[AIM OF THE EXERCISE]
For each entry, return the text exactly and omit any image.

***** SOURCE MATERIAL

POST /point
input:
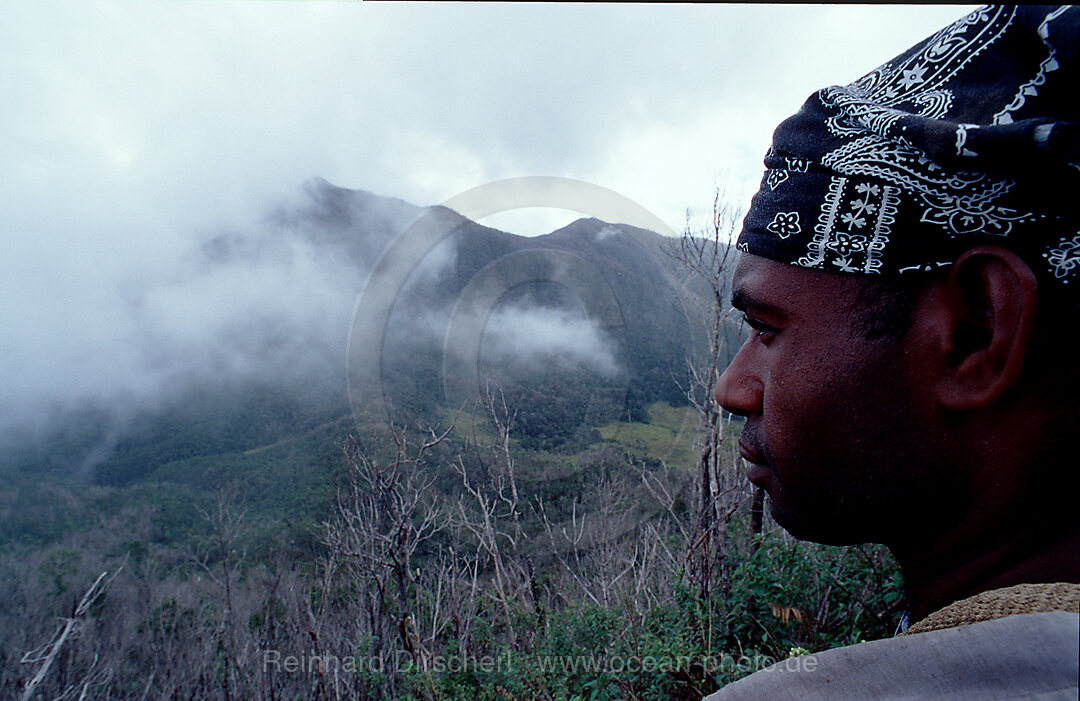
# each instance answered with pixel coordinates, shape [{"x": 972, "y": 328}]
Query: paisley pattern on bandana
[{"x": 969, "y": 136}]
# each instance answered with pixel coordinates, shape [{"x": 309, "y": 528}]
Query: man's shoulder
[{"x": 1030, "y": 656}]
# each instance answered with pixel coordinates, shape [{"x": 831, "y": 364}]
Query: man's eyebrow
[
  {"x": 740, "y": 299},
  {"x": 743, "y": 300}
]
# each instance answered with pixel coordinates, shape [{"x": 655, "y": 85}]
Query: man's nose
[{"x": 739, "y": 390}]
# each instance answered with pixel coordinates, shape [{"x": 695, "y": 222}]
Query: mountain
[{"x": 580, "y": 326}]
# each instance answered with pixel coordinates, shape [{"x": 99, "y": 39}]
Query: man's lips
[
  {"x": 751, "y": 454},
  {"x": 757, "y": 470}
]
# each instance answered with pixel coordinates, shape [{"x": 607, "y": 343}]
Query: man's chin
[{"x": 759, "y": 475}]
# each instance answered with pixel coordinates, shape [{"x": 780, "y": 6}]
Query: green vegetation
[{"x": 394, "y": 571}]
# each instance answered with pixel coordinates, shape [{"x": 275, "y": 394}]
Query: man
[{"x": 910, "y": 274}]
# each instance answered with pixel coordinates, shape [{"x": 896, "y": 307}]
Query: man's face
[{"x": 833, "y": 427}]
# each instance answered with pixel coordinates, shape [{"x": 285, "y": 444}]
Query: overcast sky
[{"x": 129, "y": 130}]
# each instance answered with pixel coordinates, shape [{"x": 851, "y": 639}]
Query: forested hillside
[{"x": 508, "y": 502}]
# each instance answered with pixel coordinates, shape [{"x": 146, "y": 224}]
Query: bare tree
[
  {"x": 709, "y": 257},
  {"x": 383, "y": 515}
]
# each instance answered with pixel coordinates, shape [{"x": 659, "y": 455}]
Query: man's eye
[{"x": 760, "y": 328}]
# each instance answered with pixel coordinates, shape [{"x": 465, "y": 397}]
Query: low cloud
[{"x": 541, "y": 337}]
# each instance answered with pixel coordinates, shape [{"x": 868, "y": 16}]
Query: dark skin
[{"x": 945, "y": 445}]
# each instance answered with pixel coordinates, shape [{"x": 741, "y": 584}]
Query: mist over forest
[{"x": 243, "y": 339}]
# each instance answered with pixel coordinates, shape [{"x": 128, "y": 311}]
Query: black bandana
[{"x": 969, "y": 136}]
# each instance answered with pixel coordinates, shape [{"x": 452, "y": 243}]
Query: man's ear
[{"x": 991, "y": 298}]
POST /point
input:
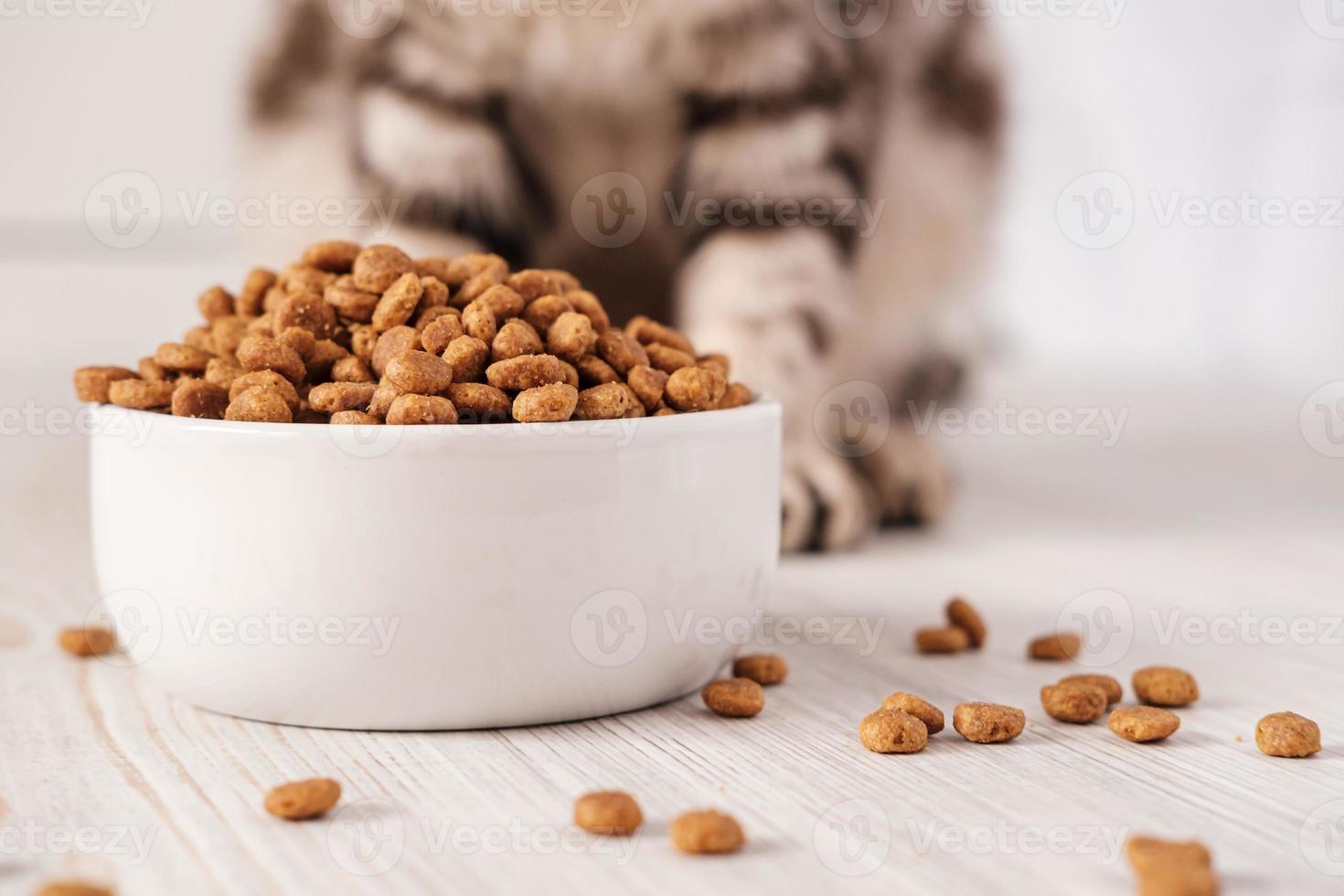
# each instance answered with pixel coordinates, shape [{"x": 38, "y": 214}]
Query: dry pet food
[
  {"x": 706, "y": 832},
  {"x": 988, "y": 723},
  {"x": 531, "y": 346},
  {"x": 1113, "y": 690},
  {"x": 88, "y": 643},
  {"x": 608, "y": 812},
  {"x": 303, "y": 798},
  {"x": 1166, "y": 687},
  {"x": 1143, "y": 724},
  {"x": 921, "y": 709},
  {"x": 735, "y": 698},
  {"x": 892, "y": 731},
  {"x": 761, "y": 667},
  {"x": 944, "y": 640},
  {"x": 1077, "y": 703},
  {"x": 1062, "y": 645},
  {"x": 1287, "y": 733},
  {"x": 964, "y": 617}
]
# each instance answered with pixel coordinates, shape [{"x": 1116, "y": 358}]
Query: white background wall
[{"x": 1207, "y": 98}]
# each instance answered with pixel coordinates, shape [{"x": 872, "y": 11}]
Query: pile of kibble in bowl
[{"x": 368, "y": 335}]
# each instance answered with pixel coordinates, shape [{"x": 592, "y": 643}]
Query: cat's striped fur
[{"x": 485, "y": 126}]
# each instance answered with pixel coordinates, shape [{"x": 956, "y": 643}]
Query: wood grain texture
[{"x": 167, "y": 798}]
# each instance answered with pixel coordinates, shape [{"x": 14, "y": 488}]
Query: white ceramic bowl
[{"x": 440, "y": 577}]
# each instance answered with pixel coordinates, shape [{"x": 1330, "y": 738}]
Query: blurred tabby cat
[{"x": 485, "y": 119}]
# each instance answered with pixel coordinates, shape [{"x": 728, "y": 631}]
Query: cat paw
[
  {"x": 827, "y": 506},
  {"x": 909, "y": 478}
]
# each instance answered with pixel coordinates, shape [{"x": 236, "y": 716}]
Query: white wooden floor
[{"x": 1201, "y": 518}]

**********

[PROBLEM SOLUTION]
POST /point
input:
# each instance answered with pixel coordinates, shape [{"x": 972, "y": 328}]
Query: paisley pattern on bandana
[{"x": 969, "y": 136}]
# each instance answered with pixel coordinates, shape [{"x": 309, "y": 528}]
Query: man's shoulder
[{"x": 1030, "y": 656}]
# each instance answered with pixel coordinates, shape [{"x": 831, "y": 364}]
Query: man's eyebrow
[
  {"x": 740, "y": 299},
  {"x": 743, "y": 300}
]
# each instance answered with pixel coordinates, shape [{"x": 655, "y": 85}]
Query: man's nose
[{"x": 739, "y": 390}]
# each instance answered with pixel coordinates, shape [{"x": 695, "y": 222}]
Query: mountain
[{"x": 580, "y": 326}]
# each instance answered with pixel coordinates, shape [{"x": 99, "y": 39}]
Query: man's lips
[
  {"x": 751, "y": 454},
  {"x": 757, "y": 470}
]
# each instance answered with pixel coordinates, shape [{"x": 607, "y": 343}]
Query: man's chin
[{"x": 759, "y": 475}]
# each instance answered with pixel coordinates, shape [{"x": 780, "y": 6}]
Query: green vegetation
[{"x": 394, "y": 571}]
# each instance answered with pixel coordinates, shape [{"x": 275, "y": 394}]
Query: man
[{"x": 910, "y": 274}]
# each instance answered with pixel coordinates, shape [{"x": 896, "y": 307}]
Query: man's face
[{"x": 833, "y": 427}]
# each instance answered with pixel coordinates, shape [{"x": 285, "y": 444}]
Query: overcast sky
[{"x": 129, "y": 130}]
# each instance answered with pixel coordinates, shape [{"x": 851, "y": 639}]
Query: forested hillside
[{"x": 508, "y": 502}]
# each instance answered with pixel coordinates, shape [{"x": 146, "y": 224}]
Query: bare tree
[
  {"x": 709, "y": 257},
  {"x": 383, "y": 515}
]
# each instance answered with pixel coordinates, shape [{"x": 659, "y": 455}]
Query: man's eye
[{"x": 760, "y": 328}]
# each instance answered with pixel coordinates, shape [{"x": 465, "y": 397}]
Query: low cloud
[{"x": 541, "y": 337}]
# each instance answered with pixel coordinates, shape [{"x": 868, "y": 16}]
Query: dark skin
[{"x": 945, "y": 445}]
# each instance answered with pixel coordinates, shape [{"x": 741, "y": 584}]
Query: mist over forest
[{"x": 243, "y": 339}]
# each instance answered with pixel coordinates, shape [{"x": 128, "y": 311}]
Query: black bandana
[{"x": 969, "y": 136}]
# each instance answered with pixel coordinates, shape [{"x": 452, "y": 243}]
Query: man's ear
[{"x": 991, "y": 298}]
POST /point
input:
# each instance answered with pixel coordinates, shape [{"x": 38, "y": 214}]
Query: dry pet food
[
  {"x": 706, "y": 832},
  {"x": 988, "y": 723},
  {"x": 531, "y": 346},
  {"x": 1113, "y": 690},
  {"x": 88, "y": 643},
  {"x": 608, "y": 812},
  {"x": 303, "y": 798},
  {"x": 1166, "y": 687},
  {"x": 1143, "y": 724},
  {"x": 921, "y": 709},
  {"x": 735, "y": 698},
  {"x": 892, "y": 731},
  {"x": 761, "y": 667},
  {"x": 944, "y": 640},
  {"x": 1077, "y": 703},
  {"x": 1062, "y": 645},
  {"x": 1287, "y": 733},
  {"x": 964, "y": 617}
]
# each instance answered with pixel coordinates, shape [{"x": 1116, "y": 358}]
Query: white background wall
[{"x": 1207, "y": 98}]
# each instance answered with pixel coordinates, shape [{"x": 872, "y": 11}]
Query: pile of kibble in bowl
[{"x": 368, "y": 335}]
# each instance answered with pixel coordinates, shape [{"x": 592, "y": 643}]
Query: cat's striped fur
[{"x": 485, "y": 126}]
# each instance answered with pixel coordinates, shape [{"x": 956, "y": 643}]
Query: wood grain texture
[{"x": 167, "y": 798}]
# each instance answered with pixel coordinates, shape [{"x": 14, "y": 488}]
Query: white ceramic bowl
[{"x": 440, "y": 577}]
# each instance answered with pixel coordinates, shape [{"x": 1330, "y": 738}]
Query: blurred tabby cat
[{"x": 485, "y": 119}]
# each instance answered with pixel coordinates, shape [{"x": 728, "y": 631}]
Query: cat paw
[
  {"x": 827, "y": 506},
  {"x": 909, "y": 478}
]
# each instance answered with pixel coordinates, shape [{"x": 236, "y": 716}]
Query: white wooden floor
[{"x": 1201, "y": 518}]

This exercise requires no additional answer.